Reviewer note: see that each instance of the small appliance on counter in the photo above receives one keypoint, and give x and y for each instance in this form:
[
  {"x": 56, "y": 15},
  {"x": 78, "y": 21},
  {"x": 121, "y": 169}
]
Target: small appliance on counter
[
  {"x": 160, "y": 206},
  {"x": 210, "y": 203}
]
----------
### Brief:
Retype all of the records above, word for word.

### Problem solution:
Reviewer note: see that each instance of the small appliance on counter in the photo above receives one keypoint, and give x and y for each instance in this form:
[
  {"x": 56, "y": 15},
  {"x": 78, "y": 21},
  {"x": 121, "y": 169}
]
Target: small appliance on counter
[
  {"x": 160, "y": 206},
  {"x": 210, "y": 203}
]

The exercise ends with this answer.